- The request -
Retype each line of the material exactly, please, skipping any picture in it.

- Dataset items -
--

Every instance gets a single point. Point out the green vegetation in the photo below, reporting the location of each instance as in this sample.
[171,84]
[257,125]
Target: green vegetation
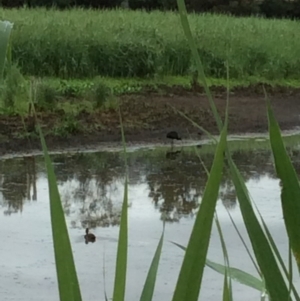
[190,277]
[122,43]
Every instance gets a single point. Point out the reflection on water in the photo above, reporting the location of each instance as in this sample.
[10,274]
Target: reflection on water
[91,185]
[162,186]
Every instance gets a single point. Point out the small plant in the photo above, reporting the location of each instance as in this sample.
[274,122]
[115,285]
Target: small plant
[100,94]
[69,125]
[46,96]
[14,89]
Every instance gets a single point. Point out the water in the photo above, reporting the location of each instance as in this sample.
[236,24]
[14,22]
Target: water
[162,187]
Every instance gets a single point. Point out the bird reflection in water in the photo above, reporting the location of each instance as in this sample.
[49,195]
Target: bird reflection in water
[89,237]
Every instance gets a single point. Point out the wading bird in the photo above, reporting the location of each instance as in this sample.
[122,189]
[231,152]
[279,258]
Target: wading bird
[173,136]
[89,237]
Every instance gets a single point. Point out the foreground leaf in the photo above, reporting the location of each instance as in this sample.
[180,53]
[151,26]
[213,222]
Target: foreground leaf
[148,289]
[190,277]
[121,264]
[264,255]
[5,30]
[235,274]
[69,289]
[290,195]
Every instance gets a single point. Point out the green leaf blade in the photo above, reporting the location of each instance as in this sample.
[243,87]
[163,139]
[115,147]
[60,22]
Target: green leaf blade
[121,262]
[235,274]
[190,277]
[148,289]
[65,267]
[290,195]
[264,255]
[5,31]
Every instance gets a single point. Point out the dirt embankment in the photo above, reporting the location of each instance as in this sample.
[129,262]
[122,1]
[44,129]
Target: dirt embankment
[149,116]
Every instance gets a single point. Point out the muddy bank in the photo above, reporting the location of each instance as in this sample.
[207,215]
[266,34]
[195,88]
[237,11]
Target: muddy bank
[149,116]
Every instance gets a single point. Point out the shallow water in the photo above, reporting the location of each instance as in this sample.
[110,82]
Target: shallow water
[163,186]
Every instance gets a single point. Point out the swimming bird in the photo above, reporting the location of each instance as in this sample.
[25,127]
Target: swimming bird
[89,237]
[173,136]
[172,155]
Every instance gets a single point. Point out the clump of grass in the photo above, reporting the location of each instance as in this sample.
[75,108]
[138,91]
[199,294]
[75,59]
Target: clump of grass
[46,96]
[69,125]
[124,43]
[100,94]
[14,91]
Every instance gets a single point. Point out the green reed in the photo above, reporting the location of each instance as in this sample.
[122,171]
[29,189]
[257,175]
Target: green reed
[191,273]
[122,43]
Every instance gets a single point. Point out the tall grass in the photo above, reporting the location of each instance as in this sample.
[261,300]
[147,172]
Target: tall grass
[123,43]
[190,277]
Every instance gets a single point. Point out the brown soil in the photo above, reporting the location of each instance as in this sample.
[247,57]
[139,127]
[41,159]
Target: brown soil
[148,117]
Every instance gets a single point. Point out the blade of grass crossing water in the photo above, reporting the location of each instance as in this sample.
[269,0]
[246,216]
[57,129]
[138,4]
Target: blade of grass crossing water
[276,252]
[290,194]
[5,31]
[190,276]
[244,243]
[121,263]
[148,289]
[69,289]
[274,280]
[235,274]
[227,293]
[290,270]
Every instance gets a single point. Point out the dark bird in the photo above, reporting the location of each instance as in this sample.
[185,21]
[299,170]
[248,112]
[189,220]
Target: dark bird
[89,237]
[173,136]
[172,155]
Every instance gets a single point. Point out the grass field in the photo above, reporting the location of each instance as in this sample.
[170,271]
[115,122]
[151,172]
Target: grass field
[86,43]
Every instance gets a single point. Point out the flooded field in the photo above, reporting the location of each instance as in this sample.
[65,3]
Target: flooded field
[163,185]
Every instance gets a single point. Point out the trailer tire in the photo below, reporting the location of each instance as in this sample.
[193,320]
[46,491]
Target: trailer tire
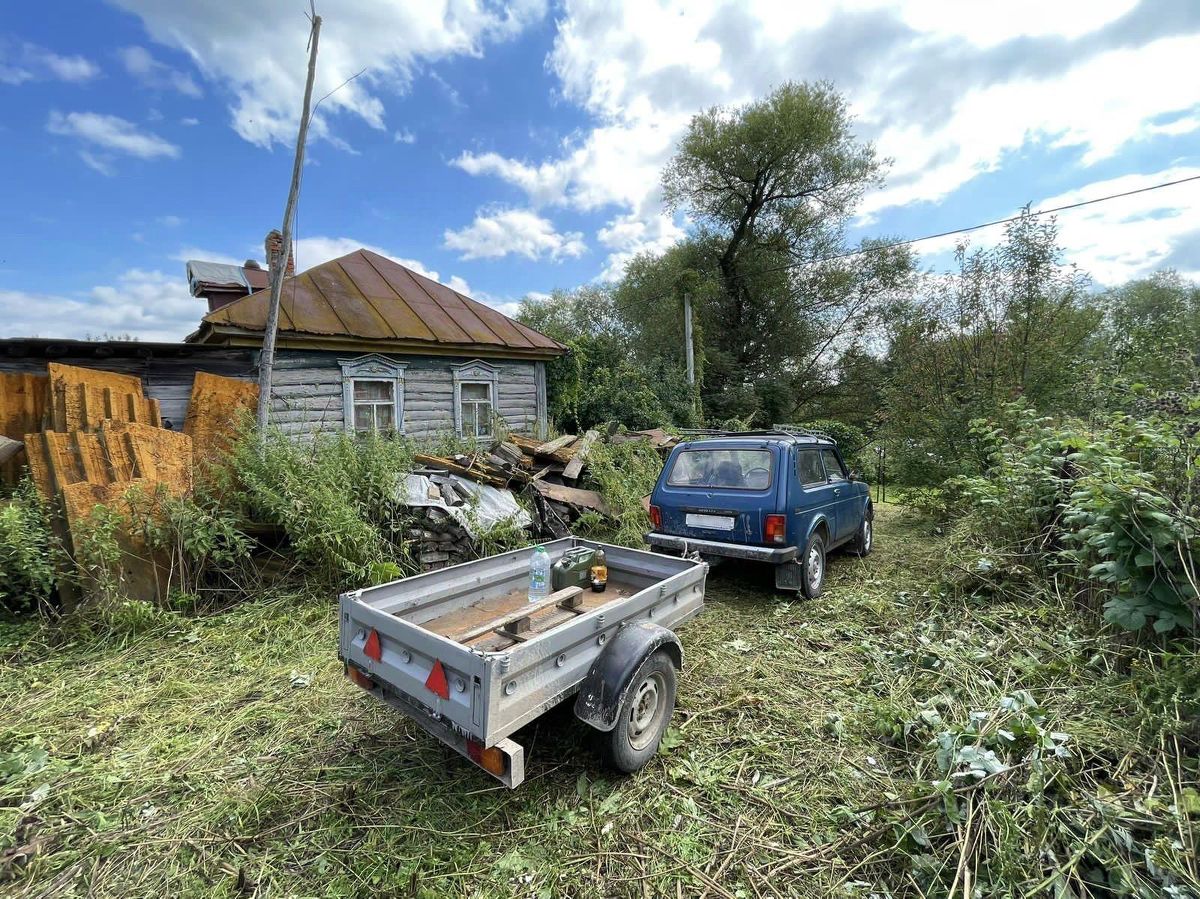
[643,717]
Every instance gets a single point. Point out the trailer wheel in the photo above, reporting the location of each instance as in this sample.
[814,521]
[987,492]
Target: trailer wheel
[643,717]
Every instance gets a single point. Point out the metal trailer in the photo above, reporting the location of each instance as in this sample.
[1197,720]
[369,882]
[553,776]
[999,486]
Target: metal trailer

--

- Result of this task -
Every instance gets a single point. Point out the green vegetation in the photo below, reporting the location of each instance as in this sample.
[171,84]
[257,125]
Target: green vegetation
[190,277]
[122,43]
Every instance gets a single point. Point out the reflection on water in the photo above, reporting the location of each instance as in this sample.
[10,274]
Target: reflection on water
[91,185]
[162,186]
Every instance gets a single point. Point out the small plant in the photo above, reporting the location of each instance as in this sample.
[274,122]
[115,285]
Target: small plant
[100,94]
[69,125]
[46,96]
[14,89]
Every instance gets a single point. Point out the water in the photo above, reporting the location of each instance as in this sample.
[236,24]
[14,22]
Target: water
[162,187]
Every instance gets a single point. Point out the bird reflection in water in the photo above, reporting the location of each instance as in this sample.
[49,195]
Target: bird reflection in water
[89,237]
Every instance gets a single point. Point out the wading bird in the photo above, reporting the location of each instance as in this sample.
[122,189]
[231,152]
[279,258]
Target: wading bird
[173,136]
[89,237]
Every instance gets a single point. Point out the foreground leaf in the photo above, reporting the location of each instance as in this sample.
[180,53]
[151,26]
[213,222]
Target: foreground leaf
[148,289]
[190,277]
[121,264]
[264,255]
[5,30]
[235,274]
[69,289]
[290,195]
Every instance gets a single point. Point out the green leaf blade in the photo above, reporting the location of each instance as in this sample.
[243,87]
[163,139]
[115,147]
[60,22]
Target: green leaf blade
[121,262]
[235,274]
[190,277]
[148,289]
[65,267]
[290,195]
[264,255]
[5,31]
Every instance gets a single point. Point out the dirt embankment in the photo above, reporting the location of each instance as in this sample.
[129,262]
[122,1]
[44,129]
Target: dirt embankment
[149,116]
Every instance gets a single point. Point out the muddy bank in the photo above, reporting the location of each instance as in this sample.
[207,215]
[266,34]
[195,88]
[237,11]
Target: muddy bank
[149,116]
Every instance gets a single point. Point out the shallow water in the photo above, reporting the location of each instance as in this sample.
[110,82]
Target: shallow water
[163,186]
Every instance gets a single point. Point out the swimming bird in the photo above, reporting the location of each instance as in this sample.
[25,127]
Target: swimming bird
[89,237]
[173,136]
[172,155]
Every instance gets a single point. Point out the clump of grass in the photo above, reporting the location of each instance as in this sample.
[75,108]
[138,91]
[199,294]
[75,59]
Target: clump of grass
[46,96]
[69,125]
[124,43]
[100,94]
[14,91]
Every instance gets a single point. Point out the green reed in the photo above, reporting the location of each instance as in this sample.
[122,171]
[29,189]
[257,175]
Target: green reed
[191,273]
[122,43]
Every instance gets a single point. Point out the tall grass in the photo above, reporting the location of each instance as in this sample.
[261,300]
[147,172]
Target: tall grass
[123,43]
[190,277]
Every instance gets a single point. Point out the brown soil in the photo above, reporting the location of each instance as in this sample.
[247,57]
[139,127]
[41,159]
Target: brown soil
[148,117]
Every instance gets a single point. Point out the blade of grass crossing water in the photo above, reporting the location of each instance as in this sample.
[269,0]
[246,216]
[57,129]
[138,4]
Target: blade of grass crossing water
[276,252]
[290,194]
[5,31]
[190,276]
[244,243]
[121,263]
[148,289]
[69,289]
[274,280]
[235,274]
[227,293]
[290,270]
Every instance gets a single point. Point out the dark bird in the photo above, reporting the location of each instance as in this sample.
[185,21]
[299,170]
[248,112]
[189,220]
Target: dark bird
[89,237]
[173,136]
[172,155]
Every instance gets a single point. Point out the grass field in the photo above, reporting the location of each instance as in this sample.
[170,271]
[115,122]
[151,172]
Target: grass field
[86,43]
Every instance gets a single point. Point out the flooded field in the photo above, reporting the location of each instance as in this sample.
[65,3]
Target: flooded field
[163,185]
Every instance gets a single point. Point out the trailer tire in the photo below, reporting the location of each instance as in this sample.
[193,320]
[46,491]
Target: trailer tire
[643,717]
Every instance gets a single point. Point out the trailer wheel in the photo above, reporting the location of each instance as in this sample.
[814,521]
[987,492]
Target: trailer wheel
[643,717]
Every instance gets a single point. Point out the metal trailer in the photo above, reporting the location of each instance as in this sample.
[1197,720]
[369,882]
[553,776]
[999,486]
Target: metal trailer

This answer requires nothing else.